§ WHAT TO WORK ON
Retype the records below word for word and omit any image.

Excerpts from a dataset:
※ ※ ※

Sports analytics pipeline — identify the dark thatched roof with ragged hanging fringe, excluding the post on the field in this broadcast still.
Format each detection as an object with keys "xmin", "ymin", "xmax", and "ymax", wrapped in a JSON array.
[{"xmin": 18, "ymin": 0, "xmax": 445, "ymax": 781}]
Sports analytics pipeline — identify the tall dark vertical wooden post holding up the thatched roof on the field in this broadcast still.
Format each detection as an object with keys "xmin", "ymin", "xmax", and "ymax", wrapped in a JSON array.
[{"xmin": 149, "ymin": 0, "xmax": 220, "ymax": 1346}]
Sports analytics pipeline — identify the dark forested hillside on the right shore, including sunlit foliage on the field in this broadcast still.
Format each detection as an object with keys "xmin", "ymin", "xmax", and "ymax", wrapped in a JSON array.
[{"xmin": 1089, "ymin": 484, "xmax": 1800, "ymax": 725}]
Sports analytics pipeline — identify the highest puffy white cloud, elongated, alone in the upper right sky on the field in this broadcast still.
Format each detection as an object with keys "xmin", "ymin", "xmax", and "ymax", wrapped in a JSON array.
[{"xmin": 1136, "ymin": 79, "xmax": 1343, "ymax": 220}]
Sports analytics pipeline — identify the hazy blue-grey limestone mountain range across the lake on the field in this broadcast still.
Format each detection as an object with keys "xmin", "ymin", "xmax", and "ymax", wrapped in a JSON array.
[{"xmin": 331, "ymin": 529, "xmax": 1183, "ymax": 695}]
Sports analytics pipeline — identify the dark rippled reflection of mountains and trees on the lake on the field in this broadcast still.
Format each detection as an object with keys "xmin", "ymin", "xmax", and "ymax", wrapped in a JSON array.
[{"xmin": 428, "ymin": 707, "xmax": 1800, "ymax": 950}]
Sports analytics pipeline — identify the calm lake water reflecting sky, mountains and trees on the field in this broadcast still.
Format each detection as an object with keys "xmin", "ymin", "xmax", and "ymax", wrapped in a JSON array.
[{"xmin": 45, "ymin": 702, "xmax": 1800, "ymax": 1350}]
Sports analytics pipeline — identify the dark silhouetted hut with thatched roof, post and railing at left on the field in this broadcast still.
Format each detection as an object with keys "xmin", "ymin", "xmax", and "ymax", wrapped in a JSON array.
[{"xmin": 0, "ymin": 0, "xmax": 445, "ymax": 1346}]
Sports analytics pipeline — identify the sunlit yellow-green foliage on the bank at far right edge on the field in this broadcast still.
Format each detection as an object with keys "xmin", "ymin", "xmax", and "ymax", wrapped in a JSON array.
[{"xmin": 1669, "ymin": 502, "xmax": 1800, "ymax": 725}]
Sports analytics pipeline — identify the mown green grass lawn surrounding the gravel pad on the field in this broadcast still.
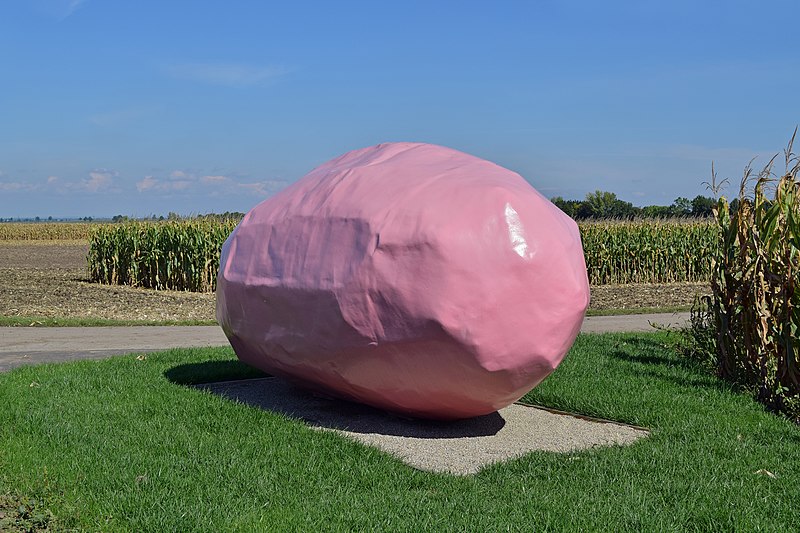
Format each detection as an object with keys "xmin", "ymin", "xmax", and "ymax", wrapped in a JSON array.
[{"xmin": 0, "ymin": 333, "xmax": 800, "ymax": 531}]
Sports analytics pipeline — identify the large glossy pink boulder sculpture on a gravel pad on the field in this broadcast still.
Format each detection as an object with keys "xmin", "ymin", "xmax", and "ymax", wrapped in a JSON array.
[{"xmin": 217, "ymin": 143, "xmax": 589, "ymax": 419}]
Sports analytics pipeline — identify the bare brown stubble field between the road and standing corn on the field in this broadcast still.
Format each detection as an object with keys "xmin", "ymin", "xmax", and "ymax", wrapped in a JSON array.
[{"xmin": 0, "ymin": 241, "xmax": 709, "ymax": 320}]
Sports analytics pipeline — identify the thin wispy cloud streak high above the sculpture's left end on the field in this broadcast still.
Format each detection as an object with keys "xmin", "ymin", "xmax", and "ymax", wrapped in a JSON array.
[{"xmin": 165, "ymin": 63, "xmax": 286, "ymax": 87}]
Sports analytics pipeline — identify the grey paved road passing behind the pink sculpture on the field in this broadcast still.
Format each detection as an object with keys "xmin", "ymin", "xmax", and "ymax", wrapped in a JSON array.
[{"xmin": 0, "ymin": 313, "xmax": 689, "ymax": 372}]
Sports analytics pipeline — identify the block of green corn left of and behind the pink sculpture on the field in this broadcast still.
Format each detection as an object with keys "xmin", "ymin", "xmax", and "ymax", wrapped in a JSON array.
[{"xmin": 88, "ymin": 220, "xmax": 237, "ymax": 292}]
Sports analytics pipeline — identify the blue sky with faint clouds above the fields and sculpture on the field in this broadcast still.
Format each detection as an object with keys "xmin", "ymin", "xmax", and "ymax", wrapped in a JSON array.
[{"xmin": 0, "ymin": 0, "xmax": 800, "ymax": 217}]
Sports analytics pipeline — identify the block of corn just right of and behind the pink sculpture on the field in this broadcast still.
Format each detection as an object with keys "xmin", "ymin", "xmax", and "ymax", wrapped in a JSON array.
[{"xmin": 579, "ymin": 219, "xmax": 717, "ymax": 285}]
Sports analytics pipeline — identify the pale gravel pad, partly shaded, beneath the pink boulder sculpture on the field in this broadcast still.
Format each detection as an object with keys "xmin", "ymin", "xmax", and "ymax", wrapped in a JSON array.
[{"xmin": 197, "ymin": 378, "xmax": 648, "ymax": 475}]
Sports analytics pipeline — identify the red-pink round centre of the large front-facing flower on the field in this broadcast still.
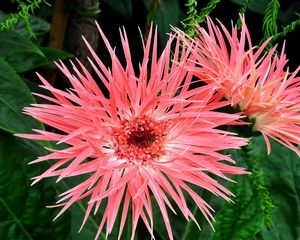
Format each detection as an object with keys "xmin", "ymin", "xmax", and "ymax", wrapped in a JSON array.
[{"xmin": 111, "ymin": 115, "xmax": 167, "ymax": 162}]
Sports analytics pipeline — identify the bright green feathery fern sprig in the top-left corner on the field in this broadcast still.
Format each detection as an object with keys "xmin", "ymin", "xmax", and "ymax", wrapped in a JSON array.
[{"xmin": 0, "ymin": 0, "xmax": 49, "ymax": 38}]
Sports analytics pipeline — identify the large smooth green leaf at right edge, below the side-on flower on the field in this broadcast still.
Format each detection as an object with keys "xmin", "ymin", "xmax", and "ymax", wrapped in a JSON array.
[{"xmin": 256, "ymin": 138, "xmax": 300, "ymax": 240}]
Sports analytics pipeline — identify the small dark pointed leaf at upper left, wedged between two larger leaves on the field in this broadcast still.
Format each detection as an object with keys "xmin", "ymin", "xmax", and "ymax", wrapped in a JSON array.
[{"xmin": 5, "ymin": 47, "xmax": 73, "ymax": 73}]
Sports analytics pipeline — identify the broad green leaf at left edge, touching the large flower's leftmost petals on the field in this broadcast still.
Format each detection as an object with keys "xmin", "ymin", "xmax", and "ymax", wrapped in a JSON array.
[{"xmin": 0, "ymin": 58, "xmax": 43, "ymax": 133}]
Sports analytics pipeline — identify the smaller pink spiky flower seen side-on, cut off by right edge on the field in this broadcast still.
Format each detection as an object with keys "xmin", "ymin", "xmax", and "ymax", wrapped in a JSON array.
[{"xmin": 183, "ymin": 18, "xmax": 300, "ymax": 155}]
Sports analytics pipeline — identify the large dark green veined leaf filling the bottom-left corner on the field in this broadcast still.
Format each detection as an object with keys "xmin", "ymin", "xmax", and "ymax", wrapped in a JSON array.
[{"xmin": 0, "ymin": 131, "xmax": 70, "ymax": 240}]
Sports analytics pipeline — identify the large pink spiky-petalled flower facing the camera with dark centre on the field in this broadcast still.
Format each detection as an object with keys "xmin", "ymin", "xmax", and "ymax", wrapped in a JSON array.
[{"xmin": 19, "ymin": 24, "xmax": 247, "ymax": 239}]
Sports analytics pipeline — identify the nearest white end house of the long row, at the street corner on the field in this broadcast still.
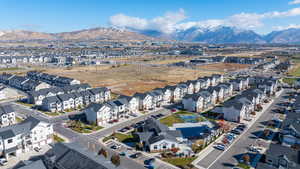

※ ※ ※

§ TASK RESPONSE
Sports analytics pipeline — identify the dark thatched roof with ragged hanging fringe, excluding the post on the field in this broadcast still.
Format each detection as an object with keys "xmin", "ymin", "xmax", and "ymax", wrapped in a JSON array.
[{"xmin": 18, "ymin": 0, "xmax": 445, "ymax": 781}]
Sports analytics pipeline — identify the tall dark vertical wooden post holding up the thatched roof on the field in this broadcast still.
Format each detection as an object with keys "xmin", "ymin", "xmax", and "ymax", wrapped in a JSON array.
[{"xmin": 149, "ymin": 0, "xmax": 220, "ymax": 1346}]
Sports analytics pipeline — identify the dark forested hillside on the right shore, including sunlit foliage on the field in this broadcast still.
Format each detection as an object with keys "xmin", "ymin", "xmax", and "ymax", wrapped in a JSON array.
[{"xmin": 1089, "ymin": 484, "xmax": 1800, "ymax": 725}]
Sports analytics pipeline — identify the highest puffy white cloud, elongated, alone in the upper right sky on the field in this broadcast still.
Format each detection as an object with keys "xmin", "ymin", "xmax", and "ymax", wrapped in a JSON array.
[{"xmin": 1136, "ymin": 79, "xmax": 1343, "ymax": 220}]
Sports analytics pipeline — identify the hazy blue-grey limestone mountain range across the lake on the field in this broadcast still.
Format each detection as an object with keys "xmin", "ymin", "xmax", and "ymax", wrapped in a JSON array.
[{"xmin": 331, "ymin": 529, "xmax": 1183, "ymax": 695}]
Sports analytics pipeline — identify the dark rippled reflection of mountains and trees on the lake on the field in this broadcast still.
Format each detection as an object with keys "xmin", "ymin", "xmax", and "ymax", wrapped in a JSON array.
[{"xmin": 428, "ymin": 707, "xmax": 1800, "ymax": 950}]
Sports analytics pipeline — identify the calm lake water reflecting sky, mountains and trees on the field in this broadcast still.
Format each detection as an object with keys "xmin", "ymin", "xmax", and "ymax", wrapped in a JSON array.
[{"xmin": 45, "ymin": 702, "xmax": 1800, "ymax": 1350}]
Sports analytics pipeline — identify the dark silhouetted hut with thatched roof, post and railing at left on the field in this broadcast still.
Format each detection as an object with keys "xmin", "ymin", "xmax", and "ymax", wrapped in a JSON array.
[{"xmin": 0, "ymin": 0, "xmax": 445, "ymax": 1346}]
Sports analytics pipeline — identify the sunlit yellow-green foliage on the bank at far right edge on the field in this broadcast still.
Format each detection as an object with keys "xmin", "ymin", "xmax", and "ymax", wrapped in a JSON array.
[{"xmin": 1669, "ymin": 502, "xmax": 1800, "ymax": 725}]
Sports analytics pipeline — identify the mown green grass lawn surrounding the gravel pad on the field in this broadcast still.
Format each detection as an object with keys "xmin", "ymin", "xmax", and "ymax", wrapped in a JSON array.
[{"xmin": 0, "ymin": 333, "xmax": 800, "ymax": 531}]
Sports analytics pipeline — identify the large glossy pink boulder sculpture on a gravel pad on the field in this broadcast still.
Format each detection as an object with keys "xmin", "ymin", "xmax", and "ymax", wrapped in a JSON array.
[{"xmin": 217, "ymin": 143, "xmax": 589, "ymax": 419}]
Sports analytics pipeline — identify the bare brown stubble field between the road and standing corn on the field in this broadcast still.
Format each detection as an object with keys "xmin", "ymin", "xmax", and "ymax", wrapped in a JSON array.
[{"xmin": 0, "ymin": 241, "xmax": 709, "ymax": 320}]
Sports analytics pipeline — identify the thin wispy cloud streak high above the sculpture's left end on the field in this broadcast still.
Format each detection as an object with keys "xmin", "ymin", "xmax", and "ymax", wrapped in a JSON array.
[{"xmin": 165, "ymin": 63, "xmax": 286, "ymax": 87}]
Sports analytics pipeline — identify the grey paved road passing behind the pink sculpture on the field in this broadcast still.
Format each detection as an object with keys "xmin", "ymin", "xmax", and "ymax", wrapped in a JSON array.
[{"xmin": 0, "ymin": 313, "xmax": 689, "ymax": 372}]
Sports analytics pipeline — identify the block of green corn left of and behind the pink sculpture on the field in this broadcast still.
Format each detection as an object with keys "xmin", "ymin", "xmax", and "ymax", wrapped in a JSON array.
[{"xmin": 88, "ymin": 220, "xmax": 237, "ymax": 292}]
Sports analytics pipeline — identify the blue sky with faint clouds above the fields and sculpture on the field in this broadcast still.
Format each detection as an object with keys "xmin", "ymin", "xmax", and "ymax", wrapped in a JSON array.
[{"xmin": 0, "ymin": 0, "xmax": 800, "ymax": 217}]
Sports analytics pipeline — identify the block of corn just right of and behind the pink sculpture on the field in this broadcast still.
Format each detection as an object with keys "xmin", "ymin", "xmax", and "ymax", wrapped in a JSON array.
[{"xmin": 579, "ymin": 219, "xmax": 717, "ymax": 285}]
Sports analytics pipeline — identify the pale gravel pad, partly shaded, beneath the pink boulder sculpture on the field in this broadcast still.
Format each detection as an object with keys "xmin", "ymin", "xmax", and "ymax", wrapped in a JSON array.
[{"xmin": 197, "ymin": 378, "xmax": 648, "ymax": 475}]
Sports analytics pipeline — identify the red-pink round centre of the large front-facing flower on the field in this broadcast still.
Format each detection as an object with keys "xmin", "ymin", "xmax", and "ymax", wrapped in a JSON array.
[{"xmin": 111, "ymin": 115, "xmax": 167, "ymax": 162}]
Sports analytics pipeline — identify the bright green feathery fern sprig in the top-left corner on the field in this broadcast still.
Format each detection as an object with keys "xmin", "ymin", "xmax", and "ymax", wrapped in a JSON array.
[{"xmin": 0, "ymin": 0, "xmax": 49, "ymax": 38}]
Sports analytics pipeline — identify the large smooth green leaf at right edge, below the side-on flower on the field in this broadcast still.
Format each detection as an object with keys "xmin", "ymin", "xmax", and "ymax", wrapped in a JSON array.
[{"xmin": 256, "ymin": 138, "xmax": 300, "ymax": 240}]
Sports analytics pipeline — identify the small dark pointed leaf at upper left, wedged between two larger leaves on the field in this broadcast still.
Format each detection as an object with keys "xmin", "ymin", "xmax", and "ymax", wrapped in a JSON array.
[{"xmin": 5, "ymin": 47, "xmax": 73, "ymax": 73}]
Sports analytics pipeline — identify the broad green leaf at left edge, touching the large flower's leftmost petals on the field in this broadcast still.
Format each detection as an object with keys "xmin", "ymin", "xmax", and "ymax", wrapped in a JSON array.
[{"xmin": 0, "ymin": 58, "xmax": 43, "ymax": 133}]
Sports analytics pipeline — identify the smaller pink spiky flower seen side-on, cut off by right edge on the field in this broadcast still.
Format each detection as an object with keys "xmin", "ymin", "xmax", and "ymax", wrapped in a JSON array.
[{"xmin": 183, "ymin": 18, "xmax": 300, "ymax": 155}]
Sports analytics pipeline — identify the large dark green veined leaf filling the bottom-left corner on the field in this broadcast still.
Format each detection as an object with keys "xmin", "ymin", "xmax", and "ymax", wrapped in a JSON array.
[{"xmin": 0, "ymin": 131, "xmax": 70, "ymax": 240}]
Sports analytics pipeline — identify the large pink spiky-petalled flower facing the camera with dark centre on the field in this broadcast still.
Format each detection as an object with keys "xmin", "ymin", "xmax", and "ymax", wrapped in a JSON array.
[{"xmin": 19, "ymin": 24, "xmax": 247, "ymax": 239}]
Sports analytics pipeline — identify the nearest white end house of the long row, at the street corner on the field in this broadcast still.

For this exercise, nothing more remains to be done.